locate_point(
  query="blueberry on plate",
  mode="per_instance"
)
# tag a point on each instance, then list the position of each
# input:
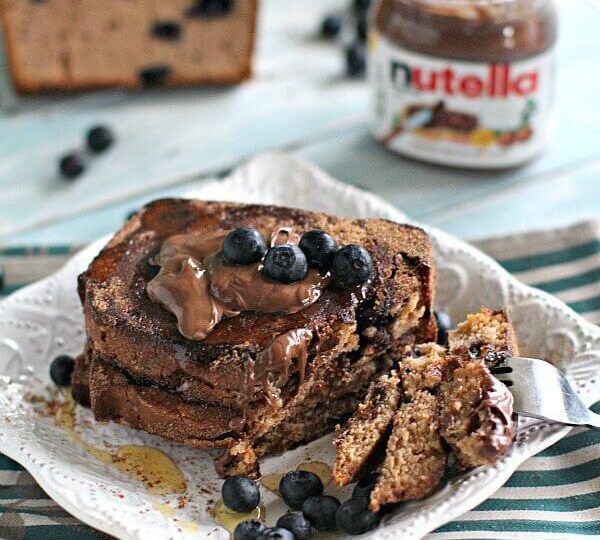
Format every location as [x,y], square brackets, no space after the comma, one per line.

+--

Instructions for the task: Leave the pictures aside and give the records above back word for word.

Your solution:
locate_point(
  query="blueberry on plate",
  mode="per_instance"
)
# tag a point on each instance, then list the position of each
# input:
Format every location as [x,y], square brackets, no space after the comma, one per line.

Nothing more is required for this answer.